_SEZIONE DI TESTO_
■ ■ ■ ■
All’interno del variegato mondo dell’ecosistema startup la domanda è ricorrente: qual è lo stato dei rapporti tra startup e imprese tradizionali? Con una variante: che ruolo e quali opportunità ci sono per le grandi aziende? In ogni caso c’è un corollario: esiste, o dovrebbe esistere, all’interno delle grandi aziende una figura che si relaziona in maniera costante con le startup? Ovviamente non c’è una risposta non è scontata e per questo le domande hanno animato a lungo la quinta edizione del workshop della Digital Innovation Academy dal titolo “Innovare attraverso le startup: quale il ruolo del CIO”, tenutosi lo scorso 20 maggio presso le aule del Politecnico di Milano.

È stata l’occasione per condividere esperienze personali tra investitori, fondatori di startup, docenti universitari e manager che ricoprono un ruolo strettamente connesso al mondo dell’high tech all’interno della loro azienda. «Quando decisi di entrare nel mondo delle startup tecnologiche, nel 2002, ricordo che una delle difficoltà più grandi fu convincere gli investitori a mettere i loro soldi nell’innovazione», ha raccontato Pierluigi Paracchi, una vita nel venture capital, ora cofondatore e amministratore delegato di Genenta Science. «Un meccanismo che sembra ripetersi ancora oggi, nel rapporto tra grandi aziende e startup. Spesso le multinazionali di turno faticano a prendersi dei rischi, e capita che preferiscano aspettare che sia una startup a farlo al posto loro. Se poi l’idea è vincente sono anche disposti a comprarla. Le startup al momento sono rischio puro, questo ne giustifica l’enorme tasso di mortalità». Per Paracchi il vero problema in Italia è tutt’ora la scarsità di risorse e investimenti: «Nel nostro Paese c’è una grossa difficoltà a far trasformare le buone idee in imprese di successo, e questo è dovuto principalmente alla mancanza di risorse investite. Se ci confrontiamo con gli Stati Uniti, un modello a cui senza dubbio facciamo riferimento, il rapporto con il nostro Paese in termini di investimenti è 1 a 240. Questo spiega molte cose».

Eppure sembra che il vento stia cambiando e, in qualche caso, le grandi imprese vedono nelle startup risorse su cui investire e con cui instaurare fin da subito un rapporto di collaborazione. «Quando mi hanno chiamato a ricoprire questo ruolo», racconta Ernesto Ciorra responsabile del settore Innovazione e Sostenibilità di Enel, «ho pensato subito che le startup innovative per noi potessero essere un valore aggiunto, a patto che collaborassimo insieme fin da subito senza perdite di tempo. Se vogliamo stare al passo con gli enormi cambiamenti che sta portando con sé l’innovazione dobbiamo cercare partner in grado di arrivare dove noi non riusciamo». Il riferimento in questo caso è all’accordo che Enel Green Power ha siglato qualche giorno fa con Tesla – la società di Elon Musk che produce auto elettriche – per un progetto legato all’installazione di batterie con potenza di 1,5 MW tra fotovoltaico ed eolico. «Non a caso – continua Ciorra – da qualche settimana abbiamo deciso di collaborare con SEP (Startup Europe Partnership), proprio perché vogliamo conoscere le startup migliori europee in ambito energetico. Ma vogliamo anche incontrarle periodicamente e fare un percorso strutturato insieme a loro».
■ ■ ■ ■
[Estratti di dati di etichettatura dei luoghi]
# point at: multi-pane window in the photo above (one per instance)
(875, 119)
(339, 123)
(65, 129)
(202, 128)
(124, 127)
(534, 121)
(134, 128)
■ ■ ■ ■
_LE CONSEGNE_
**1.** Per favore, cita dal testo su startup e grandi aziende il passo che va da "All’interno del variegato" fino a "Politecnico di Milano." incluso.
**2.** Prosegui il testo su startup e grandi aziende a partire dal punto in cui si ferma.

_RISPOSTE PER CONSEGNA_
**1.**
All’interno del variegato mondo dell’ecosistema startup la domanda è ricorrente: qual è lo stato dei rapporti tra startup e imprese tradizionali? Con una variante: che ruolo e quali opportunità ci sono per le grandi aziende? In ogni caso c’è un corollario: esiste, o dovrebbe esistere, all’interno delle grandi aziende una figura che si relaziona in maniera costante con le startup? Ovviamente non c’è una risposta non è scontata e per questo le domande hanno animato a lungo la quinta edizione del workshop della Digital Innovation Academy dal titolo “Innovare attraverso le startup: quale il ruolo del CIO”, tenutosi lo scorso 20 maggio presso le aule del Politecnico di Milano.

**2.**
Non è sempre facile costruire una relazione stabile con il mondo delle startup, specialmente quando le risorse sono scarse. Ma le soluzioni si possono trovare, sempre. «il processo di innovazione in Snam è stato un processo praticamente a costo zero», ha raccontato Gloria Gazzano responsabile ICT di Snam. «Ho cercato di realizzare meccanismo che fosse più che mai strutturato dal punto di vista organizzativo, e che fosse potenzialmente replicabile nella quotidianità. Abbiamo strutturato il processo in due filoni out-in – attraverso il monitoraggio di tutto ciò che succede fuori dall’azienda per ottenere spunti innovativi – e in-out – cioè attraverso meccanismi di stimolazione della creatività dall’interno».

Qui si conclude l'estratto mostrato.